▶ **TEXT FOR ANALYSIS**

◇ ◇ ◇

(hi)STORY: Viewing the Old Town from Hermione’s window
- Miriam Sturdee
- 9 September 2010
Art and architecture meet philosophy and psychiatry from Klas Hyllen
Art and architecture meet philosophy and psychiatry in Klas Hyllen’s well-researched body of work, beautifully presented within SCHOP’s small gallery – size is unimportant when the viewer is confronted with complex theories and varying 2D works and installations.
At the heart of this exhibition is Hermione, the daughter of Menelaus and Helen in Greek mythology, later explored in some depth by French writer/philosophers Foucault and Racine with regards to themes of madness and non-being. Here Hermione becomes a metaphor for Edinburgh’s Old Town, with Hyllen exploring the heart of the capital through a series of works ranging from graphite rubbings of the ground to wonderfully overlaid digital photographs. Hermione herself is revealed in the centre of the room, a meticulously thought-out and constructed footprint of black shapes suspended above a mirror. Further work researches the opinions of 60 of the Old Town’s inhabitants in ‘Voices from the City’, delivered through a small MP3 player set into a mixed media construction – a fantastical architectural model.
The strength of the exhibition lies in the body of background research. Hyllen has spent time exploring every avenue available to describe his theme, and his accompanying explanations may be confusing, but half the joy (and challenge) is attempting to understand the multi-disciplinary threads of thought. Several references are made to madness, and he even expresses the idea that he is ‘putting the city on the (psychiatrist’s) couch’. And there it may remain there for several years of therapy.

◇ ◇ ◇

▶ **INPUT DATA**
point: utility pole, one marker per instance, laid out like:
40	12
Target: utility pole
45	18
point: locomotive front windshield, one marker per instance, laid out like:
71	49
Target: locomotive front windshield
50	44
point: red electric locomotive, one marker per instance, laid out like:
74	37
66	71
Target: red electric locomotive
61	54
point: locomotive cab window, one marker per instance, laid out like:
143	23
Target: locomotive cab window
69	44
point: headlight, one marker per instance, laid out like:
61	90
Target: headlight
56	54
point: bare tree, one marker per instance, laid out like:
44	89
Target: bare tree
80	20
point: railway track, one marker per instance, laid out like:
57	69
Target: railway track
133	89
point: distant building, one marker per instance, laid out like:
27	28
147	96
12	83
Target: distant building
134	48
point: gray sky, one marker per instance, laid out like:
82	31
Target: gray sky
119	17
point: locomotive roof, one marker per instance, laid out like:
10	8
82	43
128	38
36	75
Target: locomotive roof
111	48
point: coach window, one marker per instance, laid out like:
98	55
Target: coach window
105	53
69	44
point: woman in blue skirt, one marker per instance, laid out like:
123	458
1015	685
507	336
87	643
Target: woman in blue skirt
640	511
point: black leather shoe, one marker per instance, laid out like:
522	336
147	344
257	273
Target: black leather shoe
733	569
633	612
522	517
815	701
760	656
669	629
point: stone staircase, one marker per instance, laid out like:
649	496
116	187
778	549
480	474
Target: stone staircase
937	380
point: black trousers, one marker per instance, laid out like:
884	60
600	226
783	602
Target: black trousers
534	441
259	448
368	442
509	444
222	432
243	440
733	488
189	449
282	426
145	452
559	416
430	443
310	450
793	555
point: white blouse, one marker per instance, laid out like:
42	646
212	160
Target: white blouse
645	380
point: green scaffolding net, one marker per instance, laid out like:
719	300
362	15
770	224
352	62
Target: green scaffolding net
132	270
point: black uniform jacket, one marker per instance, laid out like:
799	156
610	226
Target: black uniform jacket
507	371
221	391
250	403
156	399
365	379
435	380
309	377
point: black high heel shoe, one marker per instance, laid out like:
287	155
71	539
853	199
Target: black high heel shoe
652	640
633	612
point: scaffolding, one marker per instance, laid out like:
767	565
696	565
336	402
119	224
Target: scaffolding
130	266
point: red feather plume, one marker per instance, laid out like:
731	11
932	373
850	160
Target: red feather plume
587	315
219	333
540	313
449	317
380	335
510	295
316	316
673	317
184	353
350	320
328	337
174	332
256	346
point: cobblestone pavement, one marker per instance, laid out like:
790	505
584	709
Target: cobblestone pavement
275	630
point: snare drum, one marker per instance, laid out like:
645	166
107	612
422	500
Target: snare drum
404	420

◇ ◇ ◇

▶ **ACTIVITIES**
1: Duplicate the stretch of the exhibition review from "The strength of" through "years of therapy.".
2: Answer these questions from the exhibition review:
(a) In Greek mythology, whose daughter is Hermione?
(b) How many of the Old Town's inhabitants had their opinions researched in 'Voices from the City'?
(c) Where does the review say the strength of the exhibition lies?

▶ **SOLUTIONS TO THE EXERCISE**
1:
The strength of the exhibition lies in the body of background research. Hyllen has spent time exploring every avenue available to describe his theme, and his accompanying explanations may be confusing, but half the joy (and challenge) is attempting to understand the multi-disciplinary threads of thought. Several references are made to madness, and he even expresses the idea that he is ‘putting the city on the (psychiatrist’s) couch’. And there it may remain there for several years of therapy.

2:
(a) Menelaus and Helen
(b) 60
(c) In the body of background research